Though we may not remember our own births, bed quickly becomes a central theme in our lives. Early childhood memories revolve around that most magical and frightening place, where we are meant to peacefully slumber. The first flash of consciousness I can recall is clambering over the rails of my wooden crib, aged two, in order to dump pail after pail of water from the bathroom sink onto my older sister’s mattress, a middle child’s revenge for the new baby in the house who was taking up all her parents’ time. At age four or so, the light from the living room glowing in a thin yellow line under my darkened door was a portal into a strange adult world of which I was infinitely curious but infuriatingly barred. From bed I learned to listen carefully and observe with my ears, my parents’ parties intoxicating in more ways than one. The clinking of ice in a glass of bourbon, the crack-pop-fizz! of a beer being opened, the rapid ph-ph-ph-phhhlump of a deck of cards being shuffled, the chatter and laughter of friends…it seemed so glamorous and mysterious then. Eventually though, snooping would give way to somnolence and my head would connect heavily with the pillow of its own volition. Dreams would have to do while my body and mind rested.

Later, at perhaps six or seven, monsters made their way under my lavender dust ruffle and a fear of the dark and unknown often gripped me as I lay awake with blankets clutched tight, heart pounding in my chest and eyes inspecting every suspicious shape. This was not helped by my father’s propensity to allow us to watch age-inappropriate films when my mother was away, featuring nasty characters with evil grins and masks over their eyes, or a wild-eyed clown with an insatiable appetite for children. Nightmare on Elm Street brought just as many to Locust Street, I can tell you. Then, age nine, hearing the sobs and cries of my mother from her room, mourning the loss of her youngest child to the real monster under the bed: cancer. Though the other creatures faded from existence, that was the only one that never left my side and lurked, forever-more, in the shadows of my childhood. It never had a face or discernible features; it was just a deep, dark mass of seemingly indeterminate cruelty. On more than one occasion, I knelt in prayer before climbing into bed at night, even though ours wasn’t a particularly religious family, promising to be better, braver and stronger, if only God would lift the fog of grief engulfing us. Eventually, it cleared enough for us to find one another again, though the mist of loss will always be present.

**Parts of the exercise:**
#1 In the passage about childhood and bed, what made the fear of the dark at six or seven worse? Answer in one to three sentences.
#2 Please carry on the passage about childhood and bed from its last sentence.
The lines that come next have nothing to do with the passage about childhood and bed.

**Entries supplied:**
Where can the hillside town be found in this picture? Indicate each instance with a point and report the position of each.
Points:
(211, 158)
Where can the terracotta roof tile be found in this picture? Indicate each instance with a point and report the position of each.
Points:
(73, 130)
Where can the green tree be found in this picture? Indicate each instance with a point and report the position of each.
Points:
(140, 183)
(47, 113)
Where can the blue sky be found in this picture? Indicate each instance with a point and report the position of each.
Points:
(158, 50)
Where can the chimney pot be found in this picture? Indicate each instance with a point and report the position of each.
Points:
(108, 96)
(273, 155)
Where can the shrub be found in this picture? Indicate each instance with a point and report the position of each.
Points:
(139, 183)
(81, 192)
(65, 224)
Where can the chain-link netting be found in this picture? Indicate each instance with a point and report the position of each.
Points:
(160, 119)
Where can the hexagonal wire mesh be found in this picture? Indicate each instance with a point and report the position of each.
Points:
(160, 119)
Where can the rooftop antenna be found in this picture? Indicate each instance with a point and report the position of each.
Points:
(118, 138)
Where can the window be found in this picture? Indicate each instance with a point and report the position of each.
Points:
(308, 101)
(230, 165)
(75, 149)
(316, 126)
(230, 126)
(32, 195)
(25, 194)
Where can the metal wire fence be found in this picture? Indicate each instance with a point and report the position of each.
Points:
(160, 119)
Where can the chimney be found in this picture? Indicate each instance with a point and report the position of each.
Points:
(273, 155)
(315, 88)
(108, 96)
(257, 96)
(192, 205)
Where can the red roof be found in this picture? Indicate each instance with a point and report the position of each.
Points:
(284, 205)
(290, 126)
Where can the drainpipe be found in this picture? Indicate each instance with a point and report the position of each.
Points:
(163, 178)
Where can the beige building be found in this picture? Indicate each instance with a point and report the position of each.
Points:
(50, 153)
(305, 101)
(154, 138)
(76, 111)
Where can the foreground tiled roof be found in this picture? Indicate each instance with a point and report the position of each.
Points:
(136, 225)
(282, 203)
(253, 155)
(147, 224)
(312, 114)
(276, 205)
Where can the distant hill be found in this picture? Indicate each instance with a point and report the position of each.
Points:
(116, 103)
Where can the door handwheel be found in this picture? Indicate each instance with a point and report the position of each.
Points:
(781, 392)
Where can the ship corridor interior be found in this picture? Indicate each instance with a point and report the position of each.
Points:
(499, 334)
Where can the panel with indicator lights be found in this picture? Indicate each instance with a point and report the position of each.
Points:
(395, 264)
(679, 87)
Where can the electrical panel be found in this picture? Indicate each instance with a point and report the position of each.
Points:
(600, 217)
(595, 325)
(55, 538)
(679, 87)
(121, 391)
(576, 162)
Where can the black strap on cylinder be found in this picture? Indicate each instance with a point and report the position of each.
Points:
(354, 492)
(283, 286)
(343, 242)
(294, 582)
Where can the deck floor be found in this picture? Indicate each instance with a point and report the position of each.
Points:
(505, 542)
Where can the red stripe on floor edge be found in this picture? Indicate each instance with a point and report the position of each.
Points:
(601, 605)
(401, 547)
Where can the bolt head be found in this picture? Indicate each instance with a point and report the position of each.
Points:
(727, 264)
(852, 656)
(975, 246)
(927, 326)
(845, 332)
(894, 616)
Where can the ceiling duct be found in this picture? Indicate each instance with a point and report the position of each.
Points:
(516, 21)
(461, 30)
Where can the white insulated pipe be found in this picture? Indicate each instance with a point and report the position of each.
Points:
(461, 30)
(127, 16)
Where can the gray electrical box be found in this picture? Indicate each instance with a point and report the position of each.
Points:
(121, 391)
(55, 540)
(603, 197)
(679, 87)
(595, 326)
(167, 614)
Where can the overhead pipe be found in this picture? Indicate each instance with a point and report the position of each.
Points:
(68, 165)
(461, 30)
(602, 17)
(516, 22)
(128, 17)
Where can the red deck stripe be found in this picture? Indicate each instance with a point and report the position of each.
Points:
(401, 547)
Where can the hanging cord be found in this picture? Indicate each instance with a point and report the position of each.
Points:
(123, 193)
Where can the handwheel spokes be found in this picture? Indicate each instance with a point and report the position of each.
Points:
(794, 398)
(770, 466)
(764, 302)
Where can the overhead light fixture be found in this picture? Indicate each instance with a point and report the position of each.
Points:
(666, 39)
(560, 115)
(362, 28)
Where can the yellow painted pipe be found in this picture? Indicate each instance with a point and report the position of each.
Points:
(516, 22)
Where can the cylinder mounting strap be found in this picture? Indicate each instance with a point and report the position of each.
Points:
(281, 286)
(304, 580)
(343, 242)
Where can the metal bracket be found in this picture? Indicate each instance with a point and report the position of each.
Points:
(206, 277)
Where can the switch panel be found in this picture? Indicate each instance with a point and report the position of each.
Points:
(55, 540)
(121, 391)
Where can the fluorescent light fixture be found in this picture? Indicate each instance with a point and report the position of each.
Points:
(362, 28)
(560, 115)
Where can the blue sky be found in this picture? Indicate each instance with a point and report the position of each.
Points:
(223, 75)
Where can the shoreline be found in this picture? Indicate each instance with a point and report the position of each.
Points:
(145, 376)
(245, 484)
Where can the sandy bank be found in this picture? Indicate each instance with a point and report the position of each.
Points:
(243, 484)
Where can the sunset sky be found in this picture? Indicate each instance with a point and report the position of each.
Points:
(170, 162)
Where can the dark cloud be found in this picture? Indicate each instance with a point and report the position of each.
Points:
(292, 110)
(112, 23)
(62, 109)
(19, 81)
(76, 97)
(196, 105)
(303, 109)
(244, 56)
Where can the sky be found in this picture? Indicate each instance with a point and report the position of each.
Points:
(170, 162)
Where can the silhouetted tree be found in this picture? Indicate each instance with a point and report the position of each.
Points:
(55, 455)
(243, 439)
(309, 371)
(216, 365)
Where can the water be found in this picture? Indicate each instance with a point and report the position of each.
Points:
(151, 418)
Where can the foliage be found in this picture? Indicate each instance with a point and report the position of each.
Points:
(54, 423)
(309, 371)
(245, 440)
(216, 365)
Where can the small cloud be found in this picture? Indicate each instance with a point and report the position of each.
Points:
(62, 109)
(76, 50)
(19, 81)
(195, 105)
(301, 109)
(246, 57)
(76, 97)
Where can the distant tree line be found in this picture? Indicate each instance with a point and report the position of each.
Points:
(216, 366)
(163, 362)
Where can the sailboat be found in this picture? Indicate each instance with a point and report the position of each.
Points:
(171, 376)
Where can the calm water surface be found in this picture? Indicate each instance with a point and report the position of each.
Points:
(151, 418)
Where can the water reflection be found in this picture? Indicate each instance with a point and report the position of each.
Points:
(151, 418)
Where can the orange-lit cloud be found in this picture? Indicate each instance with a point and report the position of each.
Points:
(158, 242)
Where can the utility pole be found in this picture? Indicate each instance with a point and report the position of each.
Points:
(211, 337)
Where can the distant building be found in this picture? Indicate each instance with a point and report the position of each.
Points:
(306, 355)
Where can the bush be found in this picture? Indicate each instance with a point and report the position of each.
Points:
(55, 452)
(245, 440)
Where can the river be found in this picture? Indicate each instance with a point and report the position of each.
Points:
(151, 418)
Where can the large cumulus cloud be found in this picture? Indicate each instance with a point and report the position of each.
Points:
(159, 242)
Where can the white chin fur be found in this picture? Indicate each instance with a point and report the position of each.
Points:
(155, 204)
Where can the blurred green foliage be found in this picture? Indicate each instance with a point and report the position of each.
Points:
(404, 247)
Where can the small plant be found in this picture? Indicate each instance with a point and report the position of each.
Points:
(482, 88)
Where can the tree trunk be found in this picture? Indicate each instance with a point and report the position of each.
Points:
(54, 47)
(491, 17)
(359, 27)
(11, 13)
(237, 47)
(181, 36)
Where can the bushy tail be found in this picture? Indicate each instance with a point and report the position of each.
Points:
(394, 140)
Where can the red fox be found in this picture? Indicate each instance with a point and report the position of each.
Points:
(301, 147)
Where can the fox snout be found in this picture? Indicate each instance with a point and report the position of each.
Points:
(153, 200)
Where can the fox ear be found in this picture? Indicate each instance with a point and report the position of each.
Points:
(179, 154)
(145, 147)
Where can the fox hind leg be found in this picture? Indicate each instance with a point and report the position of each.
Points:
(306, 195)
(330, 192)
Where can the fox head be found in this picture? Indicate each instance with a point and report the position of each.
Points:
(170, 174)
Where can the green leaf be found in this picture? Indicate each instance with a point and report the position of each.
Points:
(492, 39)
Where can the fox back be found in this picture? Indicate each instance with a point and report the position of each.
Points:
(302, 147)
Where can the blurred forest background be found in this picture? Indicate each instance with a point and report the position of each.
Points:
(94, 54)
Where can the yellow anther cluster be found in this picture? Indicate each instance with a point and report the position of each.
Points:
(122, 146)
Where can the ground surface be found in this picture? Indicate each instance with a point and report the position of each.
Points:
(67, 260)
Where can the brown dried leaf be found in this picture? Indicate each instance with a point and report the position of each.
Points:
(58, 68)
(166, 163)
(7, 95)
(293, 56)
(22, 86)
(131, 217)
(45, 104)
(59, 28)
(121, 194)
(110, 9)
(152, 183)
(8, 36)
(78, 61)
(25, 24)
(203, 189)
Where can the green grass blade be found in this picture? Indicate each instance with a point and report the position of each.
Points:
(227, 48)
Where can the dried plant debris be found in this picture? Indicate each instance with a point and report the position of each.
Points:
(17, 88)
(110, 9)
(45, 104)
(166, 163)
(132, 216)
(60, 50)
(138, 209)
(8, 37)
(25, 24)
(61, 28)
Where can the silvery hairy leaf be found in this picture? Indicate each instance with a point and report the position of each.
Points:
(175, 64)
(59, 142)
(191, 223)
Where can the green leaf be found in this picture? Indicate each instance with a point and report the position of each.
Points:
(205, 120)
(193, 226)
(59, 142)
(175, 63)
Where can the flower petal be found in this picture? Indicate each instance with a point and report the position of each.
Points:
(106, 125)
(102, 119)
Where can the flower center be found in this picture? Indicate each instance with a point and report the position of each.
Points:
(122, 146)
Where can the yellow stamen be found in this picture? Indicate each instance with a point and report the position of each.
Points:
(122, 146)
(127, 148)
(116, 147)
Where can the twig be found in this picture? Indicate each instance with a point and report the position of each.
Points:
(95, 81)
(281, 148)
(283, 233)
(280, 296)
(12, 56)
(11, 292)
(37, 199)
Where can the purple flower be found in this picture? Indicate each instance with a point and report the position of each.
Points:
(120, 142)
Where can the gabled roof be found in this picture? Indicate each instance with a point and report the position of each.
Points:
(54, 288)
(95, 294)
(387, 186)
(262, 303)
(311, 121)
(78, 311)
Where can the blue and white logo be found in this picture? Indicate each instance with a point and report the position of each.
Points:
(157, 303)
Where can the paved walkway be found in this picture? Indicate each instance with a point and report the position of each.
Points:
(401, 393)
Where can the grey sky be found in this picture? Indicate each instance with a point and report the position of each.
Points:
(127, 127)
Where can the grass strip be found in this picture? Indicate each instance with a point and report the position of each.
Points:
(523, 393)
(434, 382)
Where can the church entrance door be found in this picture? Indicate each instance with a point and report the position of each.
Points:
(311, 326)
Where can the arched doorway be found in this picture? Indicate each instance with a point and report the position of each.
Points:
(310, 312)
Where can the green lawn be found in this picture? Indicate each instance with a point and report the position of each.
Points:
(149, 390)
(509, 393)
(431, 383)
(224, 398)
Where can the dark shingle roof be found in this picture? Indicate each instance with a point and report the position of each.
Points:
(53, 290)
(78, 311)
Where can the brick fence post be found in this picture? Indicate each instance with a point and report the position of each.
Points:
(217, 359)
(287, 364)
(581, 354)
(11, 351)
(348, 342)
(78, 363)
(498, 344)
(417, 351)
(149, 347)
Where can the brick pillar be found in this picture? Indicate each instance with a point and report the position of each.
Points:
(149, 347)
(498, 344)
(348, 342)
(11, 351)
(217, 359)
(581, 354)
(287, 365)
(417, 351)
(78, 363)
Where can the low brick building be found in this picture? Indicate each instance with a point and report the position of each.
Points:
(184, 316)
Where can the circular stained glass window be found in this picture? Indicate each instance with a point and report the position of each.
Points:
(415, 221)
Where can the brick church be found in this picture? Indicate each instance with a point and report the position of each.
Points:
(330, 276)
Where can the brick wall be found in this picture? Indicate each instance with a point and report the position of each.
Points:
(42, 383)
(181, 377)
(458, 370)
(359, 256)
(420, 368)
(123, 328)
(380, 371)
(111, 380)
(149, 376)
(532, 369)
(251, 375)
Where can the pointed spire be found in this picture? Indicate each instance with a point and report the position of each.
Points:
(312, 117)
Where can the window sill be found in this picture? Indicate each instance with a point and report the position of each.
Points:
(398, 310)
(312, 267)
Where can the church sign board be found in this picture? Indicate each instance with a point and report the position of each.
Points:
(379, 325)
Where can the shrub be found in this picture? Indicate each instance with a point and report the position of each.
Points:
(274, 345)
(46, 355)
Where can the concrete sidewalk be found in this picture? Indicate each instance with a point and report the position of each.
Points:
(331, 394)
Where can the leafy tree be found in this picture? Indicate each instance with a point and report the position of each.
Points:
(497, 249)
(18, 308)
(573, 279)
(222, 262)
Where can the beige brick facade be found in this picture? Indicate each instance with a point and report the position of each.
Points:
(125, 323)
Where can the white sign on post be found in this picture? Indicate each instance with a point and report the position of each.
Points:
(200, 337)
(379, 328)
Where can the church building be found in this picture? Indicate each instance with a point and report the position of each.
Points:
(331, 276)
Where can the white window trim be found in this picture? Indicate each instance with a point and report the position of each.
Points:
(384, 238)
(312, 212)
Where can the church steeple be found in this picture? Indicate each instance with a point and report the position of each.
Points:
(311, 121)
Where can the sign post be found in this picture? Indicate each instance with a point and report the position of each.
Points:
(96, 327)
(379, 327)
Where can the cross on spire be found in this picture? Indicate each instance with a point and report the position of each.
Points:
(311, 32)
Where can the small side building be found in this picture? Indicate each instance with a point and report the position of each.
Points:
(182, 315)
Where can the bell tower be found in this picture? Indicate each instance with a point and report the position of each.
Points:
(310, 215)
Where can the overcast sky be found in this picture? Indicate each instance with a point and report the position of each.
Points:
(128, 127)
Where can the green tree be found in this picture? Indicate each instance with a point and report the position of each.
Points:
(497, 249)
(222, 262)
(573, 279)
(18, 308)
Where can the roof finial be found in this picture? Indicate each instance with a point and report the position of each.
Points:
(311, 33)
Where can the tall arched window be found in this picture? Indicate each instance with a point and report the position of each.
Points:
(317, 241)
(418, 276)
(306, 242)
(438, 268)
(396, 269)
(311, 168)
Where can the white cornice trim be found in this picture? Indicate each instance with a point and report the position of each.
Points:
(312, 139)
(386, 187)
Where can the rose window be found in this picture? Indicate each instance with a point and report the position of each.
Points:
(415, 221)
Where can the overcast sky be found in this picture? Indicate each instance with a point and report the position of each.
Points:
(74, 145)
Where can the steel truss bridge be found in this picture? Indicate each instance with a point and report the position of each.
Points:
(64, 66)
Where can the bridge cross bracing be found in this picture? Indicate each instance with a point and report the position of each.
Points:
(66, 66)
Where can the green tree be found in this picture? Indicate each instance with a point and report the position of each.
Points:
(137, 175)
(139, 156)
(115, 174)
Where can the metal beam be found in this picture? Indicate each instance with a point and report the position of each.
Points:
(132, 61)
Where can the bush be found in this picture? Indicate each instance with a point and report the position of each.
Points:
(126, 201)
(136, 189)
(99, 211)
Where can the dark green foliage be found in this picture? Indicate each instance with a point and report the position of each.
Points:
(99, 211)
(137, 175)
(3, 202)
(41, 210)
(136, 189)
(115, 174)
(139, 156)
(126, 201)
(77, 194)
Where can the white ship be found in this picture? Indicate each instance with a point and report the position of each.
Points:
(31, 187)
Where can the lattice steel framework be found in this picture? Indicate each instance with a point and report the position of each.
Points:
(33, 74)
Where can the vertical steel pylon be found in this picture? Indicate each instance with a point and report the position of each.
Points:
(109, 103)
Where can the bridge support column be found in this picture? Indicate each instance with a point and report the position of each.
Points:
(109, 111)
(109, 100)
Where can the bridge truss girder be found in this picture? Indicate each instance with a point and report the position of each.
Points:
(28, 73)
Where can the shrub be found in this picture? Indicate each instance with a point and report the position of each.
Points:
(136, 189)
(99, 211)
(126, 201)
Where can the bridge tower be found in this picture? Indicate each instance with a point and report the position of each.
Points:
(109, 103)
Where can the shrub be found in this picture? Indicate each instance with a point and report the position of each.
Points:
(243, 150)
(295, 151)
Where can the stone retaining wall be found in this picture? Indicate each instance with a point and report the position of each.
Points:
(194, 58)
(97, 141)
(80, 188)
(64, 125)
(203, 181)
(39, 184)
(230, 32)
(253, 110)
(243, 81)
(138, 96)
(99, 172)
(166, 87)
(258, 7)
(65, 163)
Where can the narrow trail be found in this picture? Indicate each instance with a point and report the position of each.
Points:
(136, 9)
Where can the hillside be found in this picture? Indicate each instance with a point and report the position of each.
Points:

**Outputs for the tasks:**
#1 The father tended to let the children watch age-inappropriate films when the mother was away. These films featured nasty characters with evil grins and masks over their eyes, or a wild-eyed clown with an insatiable appetite for children.

#2
Cancer wasn’t the only real-life monster I became aware of as a child, unfortunately. At a sixth-grade sleepover a couple of years later, what had begun as a standard pre-teen slumber party (giggling, videos, popcorn, talk of our first schoolgirl crushes, perhaps a bit of make-up or nail polish) turned suddenly into a confessional booth in which I was thrust into the role of priest and my three friends the confessors. But what they confessed that night were not crimes they had perpetrated or sins they’d committed, but those of the man in the next room: our host’s stepfather. It seemed the bed upon which we were sitting was not only the site of make-overs and sing-alongs, but of horrific abuse and intimidation. Ten minutes before I had been eating sickly-sweet candy with my friends. Very quickly, my head was spinning from not only the sugar rush but the sudden rush of reality. The next day, I sat down on my mother’s bed as she folded laundry and told her everything. She hugged me, then sprang into action. After the flurry of doctors, police and child psychologists had passed and their monster was safely locked away, the girls distanced themselves from me, from the pain, and our friendships faltered. I often lay awake at night, counting the stick-on neon stars on my ceiling in an effort to quiet my mind enough to sleep, wondering if I did the right thing. All I could do was hope that, one day, their beds would become places in which they could dream again, not cower in fear.

Upon entering the teen years, my bed became less a place I wanted to escape and more a place of retreat. I vividly recall throwing myself onto the mattress and crying tears of frustration and angst, sure that I was the most misunderstood, mistreated and misjudged 14-year-old the world had ever known. Weren’t we all? I lay there for endless hours, listening to the albums that best expressed my burgeoning independence and scribbled furiously and clumsily in my journal about my rage and the metaphorical cage against which I beat my wings, so desperate to unfurl them and fly away. When I wasn’t sulking in bed I was using it as a launchpad to adulthood with the opposite sex. Bed was simultaneously a place of exploration and exploitation, intimacy and intimidation. It was not only the stage on which we acted out our desires but where we learned of the thin, thin line between ecstasy and agony, of the art and importance of reading subtle body language. It is also where we learned that bedroom politics and the power therein will always be with us, even when we are well past our teens. Even now, as a woman who has been with the same man for eleven years, the vigorous campaigning for more, better, different sex and the why and how often and when it will occur is still ongoing. The passion of new lovers may have been replaced by something more familiar, but the complications remain the same.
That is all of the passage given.